◆ EXERCISE DIRECTIONS:
Scan the data below and give the number of lines that include the word "eroded", with no other words.

◆ DATA TO PROCESS:

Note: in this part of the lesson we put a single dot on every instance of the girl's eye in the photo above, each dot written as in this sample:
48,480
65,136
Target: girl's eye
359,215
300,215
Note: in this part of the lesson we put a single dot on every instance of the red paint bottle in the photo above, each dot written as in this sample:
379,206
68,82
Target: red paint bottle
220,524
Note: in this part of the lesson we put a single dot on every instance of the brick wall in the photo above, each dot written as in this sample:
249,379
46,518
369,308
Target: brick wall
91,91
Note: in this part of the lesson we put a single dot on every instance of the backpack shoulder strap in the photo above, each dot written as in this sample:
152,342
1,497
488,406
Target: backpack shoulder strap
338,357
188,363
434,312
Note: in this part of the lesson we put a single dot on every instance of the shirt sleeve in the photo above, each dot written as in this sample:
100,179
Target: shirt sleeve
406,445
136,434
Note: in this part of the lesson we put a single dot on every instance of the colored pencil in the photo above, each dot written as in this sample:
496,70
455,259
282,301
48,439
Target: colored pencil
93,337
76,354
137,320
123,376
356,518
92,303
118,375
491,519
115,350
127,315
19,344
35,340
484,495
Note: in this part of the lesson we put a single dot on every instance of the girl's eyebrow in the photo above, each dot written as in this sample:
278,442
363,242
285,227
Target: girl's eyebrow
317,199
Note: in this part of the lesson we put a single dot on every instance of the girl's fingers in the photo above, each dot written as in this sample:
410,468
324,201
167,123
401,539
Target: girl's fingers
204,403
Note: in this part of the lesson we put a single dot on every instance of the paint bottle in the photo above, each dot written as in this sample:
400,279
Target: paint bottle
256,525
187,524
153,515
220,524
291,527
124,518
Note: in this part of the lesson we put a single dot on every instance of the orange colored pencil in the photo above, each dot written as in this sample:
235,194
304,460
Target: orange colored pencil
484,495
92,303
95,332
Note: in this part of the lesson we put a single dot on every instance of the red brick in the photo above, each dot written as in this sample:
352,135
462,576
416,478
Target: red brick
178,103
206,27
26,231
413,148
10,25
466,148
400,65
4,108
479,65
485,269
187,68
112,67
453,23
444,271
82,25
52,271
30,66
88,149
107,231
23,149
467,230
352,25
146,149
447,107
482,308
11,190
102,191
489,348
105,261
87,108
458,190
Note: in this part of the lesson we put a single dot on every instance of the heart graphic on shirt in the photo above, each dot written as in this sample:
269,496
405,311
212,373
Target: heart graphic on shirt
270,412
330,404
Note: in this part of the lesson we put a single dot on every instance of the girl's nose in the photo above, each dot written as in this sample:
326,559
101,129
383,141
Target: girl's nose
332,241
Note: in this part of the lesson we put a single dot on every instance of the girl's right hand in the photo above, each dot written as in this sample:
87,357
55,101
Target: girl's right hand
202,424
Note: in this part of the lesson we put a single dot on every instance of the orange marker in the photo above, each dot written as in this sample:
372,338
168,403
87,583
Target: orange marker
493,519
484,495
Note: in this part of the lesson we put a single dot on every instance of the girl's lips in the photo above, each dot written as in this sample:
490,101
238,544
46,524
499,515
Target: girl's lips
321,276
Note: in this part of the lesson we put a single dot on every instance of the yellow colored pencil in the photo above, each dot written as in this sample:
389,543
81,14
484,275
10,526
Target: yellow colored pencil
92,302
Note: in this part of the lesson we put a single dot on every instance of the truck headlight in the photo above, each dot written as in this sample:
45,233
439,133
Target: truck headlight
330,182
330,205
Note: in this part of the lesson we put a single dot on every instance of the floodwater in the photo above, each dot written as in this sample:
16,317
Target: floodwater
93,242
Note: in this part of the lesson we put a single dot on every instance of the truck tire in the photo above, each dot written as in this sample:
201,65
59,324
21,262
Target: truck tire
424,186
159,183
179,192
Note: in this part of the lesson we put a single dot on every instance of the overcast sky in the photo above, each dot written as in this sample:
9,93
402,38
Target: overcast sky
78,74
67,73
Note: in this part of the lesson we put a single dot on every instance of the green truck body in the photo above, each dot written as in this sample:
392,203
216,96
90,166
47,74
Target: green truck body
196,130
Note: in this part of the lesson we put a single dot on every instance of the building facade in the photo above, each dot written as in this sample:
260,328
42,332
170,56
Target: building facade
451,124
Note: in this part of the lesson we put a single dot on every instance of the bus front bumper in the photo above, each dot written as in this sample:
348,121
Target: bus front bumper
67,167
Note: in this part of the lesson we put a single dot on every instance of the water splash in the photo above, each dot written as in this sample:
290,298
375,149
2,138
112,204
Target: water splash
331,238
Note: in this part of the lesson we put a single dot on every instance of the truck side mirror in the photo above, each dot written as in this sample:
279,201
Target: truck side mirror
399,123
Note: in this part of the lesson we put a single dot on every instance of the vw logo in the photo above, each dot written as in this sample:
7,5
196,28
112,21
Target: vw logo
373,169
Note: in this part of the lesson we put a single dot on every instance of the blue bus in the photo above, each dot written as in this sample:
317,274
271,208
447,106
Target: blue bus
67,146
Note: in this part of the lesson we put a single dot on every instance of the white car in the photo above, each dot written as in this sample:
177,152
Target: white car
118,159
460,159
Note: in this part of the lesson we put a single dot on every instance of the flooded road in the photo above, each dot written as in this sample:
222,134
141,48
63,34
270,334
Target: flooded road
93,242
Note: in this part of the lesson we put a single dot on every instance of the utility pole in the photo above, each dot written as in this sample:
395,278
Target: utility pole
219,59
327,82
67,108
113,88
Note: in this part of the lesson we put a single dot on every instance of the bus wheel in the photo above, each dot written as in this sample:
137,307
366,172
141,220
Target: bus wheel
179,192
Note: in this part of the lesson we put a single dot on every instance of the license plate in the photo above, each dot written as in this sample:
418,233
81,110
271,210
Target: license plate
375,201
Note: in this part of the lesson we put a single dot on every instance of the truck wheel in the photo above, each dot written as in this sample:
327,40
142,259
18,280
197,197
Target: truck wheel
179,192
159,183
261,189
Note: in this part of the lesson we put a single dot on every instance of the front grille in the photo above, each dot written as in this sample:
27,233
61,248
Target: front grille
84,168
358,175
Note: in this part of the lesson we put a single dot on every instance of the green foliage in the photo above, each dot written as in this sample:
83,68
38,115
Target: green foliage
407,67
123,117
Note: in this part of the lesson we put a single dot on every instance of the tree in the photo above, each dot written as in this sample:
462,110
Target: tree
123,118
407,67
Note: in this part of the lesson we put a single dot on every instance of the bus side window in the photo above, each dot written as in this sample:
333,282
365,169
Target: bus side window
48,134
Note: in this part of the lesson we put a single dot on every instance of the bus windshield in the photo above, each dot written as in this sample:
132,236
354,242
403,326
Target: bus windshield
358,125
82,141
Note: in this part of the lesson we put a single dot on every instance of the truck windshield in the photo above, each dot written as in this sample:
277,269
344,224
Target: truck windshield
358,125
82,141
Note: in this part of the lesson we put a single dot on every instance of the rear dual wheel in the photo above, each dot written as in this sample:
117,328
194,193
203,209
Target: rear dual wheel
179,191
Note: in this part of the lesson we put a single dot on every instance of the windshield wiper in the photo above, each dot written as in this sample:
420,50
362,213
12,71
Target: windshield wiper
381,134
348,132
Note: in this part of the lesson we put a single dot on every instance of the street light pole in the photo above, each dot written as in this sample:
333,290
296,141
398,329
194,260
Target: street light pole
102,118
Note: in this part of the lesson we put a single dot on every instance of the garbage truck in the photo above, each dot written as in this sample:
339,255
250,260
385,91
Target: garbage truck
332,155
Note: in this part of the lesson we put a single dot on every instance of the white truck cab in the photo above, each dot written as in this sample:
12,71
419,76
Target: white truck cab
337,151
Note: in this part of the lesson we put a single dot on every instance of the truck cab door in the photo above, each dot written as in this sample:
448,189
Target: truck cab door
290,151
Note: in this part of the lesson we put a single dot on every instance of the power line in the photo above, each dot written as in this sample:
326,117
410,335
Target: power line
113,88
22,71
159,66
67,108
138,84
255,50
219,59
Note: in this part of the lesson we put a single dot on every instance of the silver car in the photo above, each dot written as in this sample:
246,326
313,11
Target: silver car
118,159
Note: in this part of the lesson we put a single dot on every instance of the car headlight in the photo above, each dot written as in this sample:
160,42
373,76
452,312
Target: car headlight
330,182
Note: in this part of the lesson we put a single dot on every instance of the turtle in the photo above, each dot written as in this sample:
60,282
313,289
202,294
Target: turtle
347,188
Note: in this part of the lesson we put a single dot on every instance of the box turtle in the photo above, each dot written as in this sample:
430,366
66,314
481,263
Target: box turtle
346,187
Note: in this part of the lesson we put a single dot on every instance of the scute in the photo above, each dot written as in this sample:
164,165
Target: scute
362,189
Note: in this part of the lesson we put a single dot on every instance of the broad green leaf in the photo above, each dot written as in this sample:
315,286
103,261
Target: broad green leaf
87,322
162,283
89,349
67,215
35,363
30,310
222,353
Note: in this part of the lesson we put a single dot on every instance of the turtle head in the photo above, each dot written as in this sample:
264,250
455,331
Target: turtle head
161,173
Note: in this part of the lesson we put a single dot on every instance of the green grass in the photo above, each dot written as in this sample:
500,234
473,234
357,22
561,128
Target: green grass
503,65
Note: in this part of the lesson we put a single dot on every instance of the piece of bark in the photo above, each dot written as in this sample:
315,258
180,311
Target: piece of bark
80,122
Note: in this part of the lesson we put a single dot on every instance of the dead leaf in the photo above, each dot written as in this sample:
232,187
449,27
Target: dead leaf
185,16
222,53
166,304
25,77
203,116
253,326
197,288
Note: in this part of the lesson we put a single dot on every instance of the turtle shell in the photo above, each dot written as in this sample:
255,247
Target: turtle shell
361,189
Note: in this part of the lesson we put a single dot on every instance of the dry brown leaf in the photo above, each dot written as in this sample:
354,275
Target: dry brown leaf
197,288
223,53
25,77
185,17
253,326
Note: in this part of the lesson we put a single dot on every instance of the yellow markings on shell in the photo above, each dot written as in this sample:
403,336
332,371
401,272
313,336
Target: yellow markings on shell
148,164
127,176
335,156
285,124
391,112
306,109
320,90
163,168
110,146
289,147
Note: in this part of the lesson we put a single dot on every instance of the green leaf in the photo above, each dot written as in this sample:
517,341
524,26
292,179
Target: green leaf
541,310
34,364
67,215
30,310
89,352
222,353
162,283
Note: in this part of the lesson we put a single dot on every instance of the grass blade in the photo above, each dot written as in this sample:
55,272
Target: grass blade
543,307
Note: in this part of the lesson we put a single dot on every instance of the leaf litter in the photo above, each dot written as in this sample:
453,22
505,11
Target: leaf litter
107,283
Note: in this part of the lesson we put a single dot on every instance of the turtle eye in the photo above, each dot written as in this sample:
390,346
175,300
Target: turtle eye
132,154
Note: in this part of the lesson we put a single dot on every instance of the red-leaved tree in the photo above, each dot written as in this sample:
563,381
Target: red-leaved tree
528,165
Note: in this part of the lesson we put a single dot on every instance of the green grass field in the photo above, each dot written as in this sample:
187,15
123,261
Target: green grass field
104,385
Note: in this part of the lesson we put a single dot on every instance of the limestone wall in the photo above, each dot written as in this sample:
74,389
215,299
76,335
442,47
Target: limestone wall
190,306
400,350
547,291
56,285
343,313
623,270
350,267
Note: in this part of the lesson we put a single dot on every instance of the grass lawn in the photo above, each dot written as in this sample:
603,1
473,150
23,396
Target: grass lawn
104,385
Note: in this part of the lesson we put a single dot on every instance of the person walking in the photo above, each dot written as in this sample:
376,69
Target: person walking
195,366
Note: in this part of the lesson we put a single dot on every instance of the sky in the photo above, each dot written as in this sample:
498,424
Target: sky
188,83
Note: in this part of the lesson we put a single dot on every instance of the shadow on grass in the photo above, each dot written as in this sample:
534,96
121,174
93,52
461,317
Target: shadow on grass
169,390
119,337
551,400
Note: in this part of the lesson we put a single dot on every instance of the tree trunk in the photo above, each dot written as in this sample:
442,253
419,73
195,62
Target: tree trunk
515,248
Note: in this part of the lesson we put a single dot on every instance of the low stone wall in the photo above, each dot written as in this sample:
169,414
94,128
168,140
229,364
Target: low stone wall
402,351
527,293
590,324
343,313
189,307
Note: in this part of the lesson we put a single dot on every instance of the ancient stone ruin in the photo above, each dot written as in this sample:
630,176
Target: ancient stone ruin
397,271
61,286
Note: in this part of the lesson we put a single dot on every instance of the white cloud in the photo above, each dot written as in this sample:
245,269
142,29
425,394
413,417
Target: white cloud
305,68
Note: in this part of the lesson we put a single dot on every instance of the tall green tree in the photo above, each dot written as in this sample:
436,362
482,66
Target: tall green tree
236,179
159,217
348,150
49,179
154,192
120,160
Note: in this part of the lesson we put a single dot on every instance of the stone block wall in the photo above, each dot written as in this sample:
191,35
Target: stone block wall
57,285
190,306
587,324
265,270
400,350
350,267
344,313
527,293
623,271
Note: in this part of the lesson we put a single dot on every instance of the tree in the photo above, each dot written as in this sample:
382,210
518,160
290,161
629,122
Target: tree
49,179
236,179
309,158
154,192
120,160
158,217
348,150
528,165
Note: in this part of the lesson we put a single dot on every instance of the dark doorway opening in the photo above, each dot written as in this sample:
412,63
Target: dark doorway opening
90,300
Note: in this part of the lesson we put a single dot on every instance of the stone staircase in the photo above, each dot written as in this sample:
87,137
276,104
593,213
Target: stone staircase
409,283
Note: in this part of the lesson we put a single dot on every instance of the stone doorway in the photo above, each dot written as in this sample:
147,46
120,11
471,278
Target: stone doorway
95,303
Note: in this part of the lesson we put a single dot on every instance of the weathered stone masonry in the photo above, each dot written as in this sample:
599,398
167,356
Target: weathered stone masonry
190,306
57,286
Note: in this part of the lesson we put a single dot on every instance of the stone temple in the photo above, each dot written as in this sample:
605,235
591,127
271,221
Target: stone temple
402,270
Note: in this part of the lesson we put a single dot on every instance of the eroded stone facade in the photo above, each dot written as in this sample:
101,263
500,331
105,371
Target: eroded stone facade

◆ SOLUTION BELOW:
2